[Opening DATA FOR REVIEW section]
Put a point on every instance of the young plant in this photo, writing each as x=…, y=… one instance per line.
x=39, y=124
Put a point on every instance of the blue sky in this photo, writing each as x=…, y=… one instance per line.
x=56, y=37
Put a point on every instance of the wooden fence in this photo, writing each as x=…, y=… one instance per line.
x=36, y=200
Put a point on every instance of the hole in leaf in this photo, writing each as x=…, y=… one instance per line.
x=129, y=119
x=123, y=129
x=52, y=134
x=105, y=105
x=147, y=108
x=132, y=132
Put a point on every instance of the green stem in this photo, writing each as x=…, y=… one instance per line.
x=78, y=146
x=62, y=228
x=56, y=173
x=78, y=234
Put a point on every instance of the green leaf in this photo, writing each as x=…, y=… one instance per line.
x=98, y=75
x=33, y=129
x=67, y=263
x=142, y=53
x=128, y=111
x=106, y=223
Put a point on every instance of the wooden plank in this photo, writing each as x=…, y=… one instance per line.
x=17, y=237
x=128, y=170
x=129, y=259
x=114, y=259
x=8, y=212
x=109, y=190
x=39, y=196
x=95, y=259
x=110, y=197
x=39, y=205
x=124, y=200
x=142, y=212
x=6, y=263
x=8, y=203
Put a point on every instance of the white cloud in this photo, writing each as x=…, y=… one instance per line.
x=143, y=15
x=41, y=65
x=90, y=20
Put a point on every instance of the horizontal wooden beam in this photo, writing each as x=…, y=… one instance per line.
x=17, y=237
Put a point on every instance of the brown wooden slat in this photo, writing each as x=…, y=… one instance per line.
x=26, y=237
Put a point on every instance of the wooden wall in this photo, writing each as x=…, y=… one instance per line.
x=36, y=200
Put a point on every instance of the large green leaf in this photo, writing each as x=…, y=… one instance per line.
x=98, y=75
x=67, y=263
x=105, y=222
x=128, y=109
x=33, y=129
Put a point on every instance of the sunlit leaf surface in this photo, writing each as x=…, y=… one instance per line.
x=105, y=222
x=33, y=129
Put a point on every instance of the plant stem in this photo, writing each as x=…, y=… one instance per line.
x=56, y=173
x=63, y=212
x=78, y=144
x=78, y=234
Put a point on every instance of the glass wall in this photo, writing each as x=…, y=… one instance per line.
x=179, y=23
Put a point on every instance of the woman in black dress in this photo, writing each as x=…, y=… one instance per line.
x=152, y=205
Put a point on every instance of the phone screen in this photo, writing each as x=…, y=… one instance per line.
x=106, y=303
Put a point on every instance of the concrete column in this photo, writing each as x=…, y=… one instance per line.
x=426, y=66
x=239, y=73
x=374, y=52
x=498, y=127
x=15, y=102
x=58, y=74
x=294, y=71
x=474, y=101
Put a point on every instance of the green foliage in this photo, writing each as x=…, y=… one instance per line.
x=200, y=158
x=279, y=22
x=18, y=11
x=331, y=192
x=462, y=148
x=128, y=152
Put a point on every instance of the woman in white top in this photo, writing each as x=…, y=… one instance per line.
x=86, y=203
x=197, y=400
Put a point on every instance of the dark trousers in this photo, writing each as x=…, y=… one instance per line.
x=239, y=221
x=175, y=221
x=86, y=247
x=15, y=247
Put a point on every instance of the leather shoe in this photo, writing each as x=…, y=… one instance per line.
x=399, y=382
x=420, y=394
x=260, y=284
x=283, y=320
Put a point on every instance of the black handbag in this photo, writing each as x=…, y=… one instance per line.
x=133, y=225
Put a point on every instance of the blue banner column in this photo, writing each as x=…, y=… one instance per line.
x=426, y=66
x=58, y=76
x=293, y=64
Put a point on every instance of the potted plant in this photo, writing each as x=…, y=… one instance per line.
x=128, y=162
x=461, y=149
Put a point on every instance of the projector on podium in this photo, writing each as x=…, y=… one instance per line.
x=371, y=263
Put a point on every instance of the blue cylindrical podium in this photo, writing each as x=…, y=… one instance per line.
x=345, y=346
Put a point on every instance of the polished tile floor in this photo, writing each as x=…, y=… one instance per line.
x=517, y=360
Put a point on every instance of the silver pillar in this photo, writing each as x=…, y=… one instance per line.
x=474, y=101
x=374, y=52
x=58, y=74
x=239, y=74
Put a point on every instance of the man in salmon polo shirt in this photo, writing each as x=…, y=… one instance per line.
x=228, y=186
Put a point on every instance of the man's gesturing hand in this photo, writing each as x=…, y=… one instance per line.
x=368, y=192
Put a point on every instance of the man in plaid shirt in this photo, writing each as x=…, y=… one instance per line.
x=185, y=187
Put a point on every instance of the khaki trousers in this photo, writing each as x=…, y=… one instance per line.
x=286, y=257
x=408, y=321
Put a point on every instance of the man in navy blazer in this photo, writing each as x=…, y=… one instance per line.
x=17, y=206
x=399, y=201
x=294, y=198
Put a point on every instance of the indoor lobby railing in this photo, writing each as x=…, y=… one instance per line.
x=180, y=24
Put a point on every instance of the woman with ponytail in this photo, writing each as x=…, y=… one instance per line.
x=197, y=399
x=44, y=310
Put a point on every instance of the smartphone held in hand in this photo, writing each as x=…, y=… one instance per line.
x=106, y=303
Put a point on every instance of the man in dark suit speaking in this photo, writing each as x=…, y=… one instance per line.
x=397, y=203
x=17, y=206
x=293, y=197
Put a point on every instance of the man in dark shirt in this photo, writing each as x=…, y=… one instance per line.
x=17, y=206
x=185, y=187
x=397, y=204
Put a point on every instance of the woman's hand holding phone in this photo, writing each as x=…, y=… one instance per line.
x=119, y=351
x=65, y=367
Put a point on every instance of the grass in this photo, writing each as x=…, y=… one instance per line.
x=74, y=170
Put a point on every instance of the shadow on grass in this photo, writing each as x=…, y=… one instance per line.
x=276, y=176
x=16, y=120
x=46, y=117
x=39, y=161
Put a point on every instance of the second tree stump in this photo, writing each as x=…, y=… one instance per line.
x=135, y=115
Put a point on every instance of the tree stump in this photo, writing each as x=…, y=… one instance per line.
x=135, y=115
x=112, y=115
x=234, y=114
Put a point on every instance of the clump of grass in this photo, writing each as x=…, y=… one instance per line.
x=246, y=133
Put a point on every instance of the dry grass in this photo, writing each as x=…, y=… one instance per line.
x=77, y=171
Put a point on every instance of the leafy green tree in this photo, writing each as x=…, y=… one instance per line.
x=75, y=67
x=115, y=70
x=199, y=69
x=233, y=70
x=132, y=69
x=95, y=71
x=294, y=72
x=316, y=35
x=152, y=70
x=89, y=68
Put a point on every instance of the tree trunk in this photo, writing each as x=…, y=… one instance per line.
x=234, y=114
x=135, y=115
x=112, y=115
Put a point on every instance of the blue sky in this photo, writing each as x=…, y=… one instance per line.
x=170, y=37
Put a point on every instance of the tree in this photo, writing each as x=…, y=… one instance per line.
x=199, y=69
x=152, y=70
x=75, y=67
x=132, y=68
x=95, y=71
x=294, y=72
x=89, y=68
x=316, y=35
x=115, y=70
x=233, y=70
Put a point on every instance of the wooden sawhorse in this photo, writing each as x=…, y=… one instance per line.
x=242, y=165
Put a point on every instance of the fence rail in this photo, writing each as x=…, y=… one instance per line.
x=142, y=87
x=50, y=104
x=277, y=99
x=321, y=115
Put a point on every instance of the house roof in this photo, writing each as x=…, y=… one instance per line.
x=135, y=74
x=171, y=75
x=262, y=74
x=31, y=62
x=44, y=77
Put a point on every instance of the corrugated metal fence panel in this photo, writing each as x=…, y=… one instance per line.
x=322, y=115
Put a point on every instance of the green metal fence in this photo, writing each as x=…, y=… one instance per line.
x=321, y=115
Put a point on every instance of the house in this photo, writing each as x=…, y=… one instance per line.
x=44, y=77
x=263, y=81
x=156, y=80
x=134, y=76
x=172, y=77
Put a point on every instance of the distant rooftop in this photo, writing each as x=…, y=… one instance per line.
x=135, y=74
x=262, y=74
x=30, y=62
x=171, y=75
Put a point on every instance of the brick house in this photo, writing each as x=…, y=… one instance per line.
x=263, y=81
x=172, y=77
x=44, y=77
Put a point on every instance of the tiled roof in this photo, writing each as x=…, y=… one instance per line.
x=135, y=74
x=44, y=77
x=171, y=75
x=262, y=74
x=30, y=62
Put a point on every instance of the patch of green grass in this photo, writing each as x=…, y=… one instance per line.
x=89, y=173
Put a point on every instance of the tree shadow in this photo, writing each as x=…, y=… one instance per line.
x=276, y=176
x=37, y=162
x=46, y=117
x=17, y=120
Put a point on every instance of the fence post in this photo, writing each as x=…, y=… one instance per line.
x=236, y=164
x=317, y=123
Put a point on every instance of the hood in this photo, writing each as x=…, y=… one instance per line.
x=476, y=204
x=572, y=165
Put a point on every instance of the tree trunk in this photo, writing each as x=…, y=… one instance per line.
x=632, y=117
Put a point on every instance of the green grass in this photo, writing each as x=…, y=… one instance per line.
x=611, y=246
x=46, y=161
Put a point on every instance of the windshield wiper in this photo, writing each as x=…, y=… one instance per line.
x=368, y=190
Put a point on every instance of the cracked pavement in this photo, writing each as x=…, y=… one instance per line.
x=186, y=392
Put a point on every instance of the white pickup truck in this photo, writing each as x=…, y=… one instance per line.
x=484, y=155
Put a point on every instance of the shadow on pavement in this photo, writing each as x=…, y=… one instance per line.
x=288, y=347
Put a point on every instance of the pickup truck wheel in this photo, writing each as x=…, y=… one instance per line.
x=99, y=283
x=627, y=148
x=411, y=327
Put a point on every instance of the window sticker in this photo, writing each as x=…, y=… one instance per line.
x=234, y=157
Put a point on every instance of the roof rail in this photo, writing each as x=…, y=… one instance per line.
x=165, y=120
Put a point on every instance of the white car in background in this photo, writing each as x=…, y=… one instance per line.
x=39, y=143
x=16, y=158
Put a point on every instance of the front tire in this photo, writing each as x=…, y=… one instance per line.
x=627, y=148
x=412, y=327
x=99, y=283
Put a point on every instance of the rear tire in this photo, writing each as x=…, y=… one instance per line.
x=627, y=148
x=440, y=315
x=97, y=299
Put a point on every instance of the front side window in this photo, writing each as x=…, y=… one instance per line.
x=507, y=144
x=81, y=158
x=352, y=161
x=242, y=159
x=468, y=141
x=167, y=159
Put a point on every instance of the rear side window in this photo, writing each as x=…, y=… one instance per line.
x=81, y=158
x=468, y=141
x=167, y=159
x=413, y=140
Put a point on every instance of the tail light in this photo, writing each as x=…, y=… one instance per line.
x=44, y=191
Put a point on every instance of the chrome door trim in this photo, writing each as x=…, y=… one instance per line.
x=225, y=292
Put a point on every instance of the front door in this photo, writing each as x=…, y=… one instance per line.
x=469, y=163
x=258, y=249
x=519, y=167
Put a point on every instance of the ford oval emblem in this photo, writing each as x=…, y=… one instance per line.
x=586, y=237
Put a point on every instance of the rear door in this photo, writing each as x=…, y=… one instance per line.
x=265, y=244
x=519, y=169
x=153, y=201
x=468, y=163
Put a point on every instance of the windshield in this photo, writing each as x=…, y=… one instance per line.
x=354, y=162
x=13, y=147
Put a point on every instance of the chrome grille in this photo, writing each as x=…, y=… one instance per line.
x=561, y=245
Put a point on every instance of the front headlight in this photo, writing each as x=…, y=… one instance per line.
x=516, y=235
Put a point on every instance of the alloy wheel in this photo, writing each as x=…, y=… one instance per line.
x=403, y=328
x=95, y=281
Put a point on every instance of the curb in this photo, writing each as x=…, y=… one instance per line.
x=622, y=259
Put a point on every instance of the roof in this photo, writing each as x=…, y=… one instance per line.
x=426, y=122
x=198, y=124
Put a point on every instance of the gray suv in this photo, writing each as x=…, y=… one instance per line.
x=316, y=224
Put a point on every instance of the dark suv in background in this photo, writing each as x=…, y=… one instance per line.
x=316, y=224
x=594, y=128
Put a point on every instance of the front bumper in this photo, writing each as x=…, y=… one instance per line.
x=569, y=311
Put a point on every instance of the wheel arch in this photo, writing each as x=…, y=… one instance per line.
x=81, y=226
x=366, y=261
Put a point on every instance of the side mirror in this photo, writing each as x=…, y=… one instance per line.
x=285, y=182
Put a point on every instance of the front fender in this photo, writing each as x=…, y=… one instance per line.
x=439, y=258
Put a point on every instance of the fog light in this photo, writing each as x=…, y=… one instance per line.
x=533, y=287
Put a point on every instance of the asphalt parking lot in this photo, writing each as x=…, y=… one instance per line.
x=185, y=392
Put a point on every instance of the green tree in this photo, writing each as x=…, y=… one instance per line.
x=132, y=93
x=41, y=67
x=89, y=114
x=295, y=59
[Closing DATA FOR REVIEW section]
• **PROMPT**
Print the line containing "Put a point on every instance of the gray", then every line after it through the last line of the records, each exactly as written; nothing else belongs in the answer.

• **YOUR RESPONSE**
Put a point on every instance of the gray suv in this photo, writing each as x=…, y=… one instance per line.
x=316, y=224
Put a point on every instance of the dark suv in background in this photo, writing each as x=…, y=… one instance per line.
x=316, y=224
x=594, y=128
Put a point on every instance of the front bumper in this photo, writing each as x=…, y=… one instance per line.
x=569, y=311
Put a point on every instance of the wheel arch in this photo, writing each as x=…, y=… one instance per line.
x=81, y=226
x=366, y=261
Put a point on every instance of the side mirror in this photo, writing each as x=…, y=… one instance per line.
x=285, y=182
Put a point on every instance of the front fender in this photo, writing each as x=…, y=… one instance per line.
x=439, y=258
Put a point on every instance of the fog light in this photo, writing each as x=…, y=… one instance per line.
x=533, y=287
Put a point on every instance of the asphalt parking lot in this photo, writing each as x=…, y=… one instance per line.
x=185, y=392
Put a point on every instance of the green tree in this photo, writing each as x=…, y=… one instance per line.
x=132, y=93
x=41, y=67
x=89, y=114
x=295, y=59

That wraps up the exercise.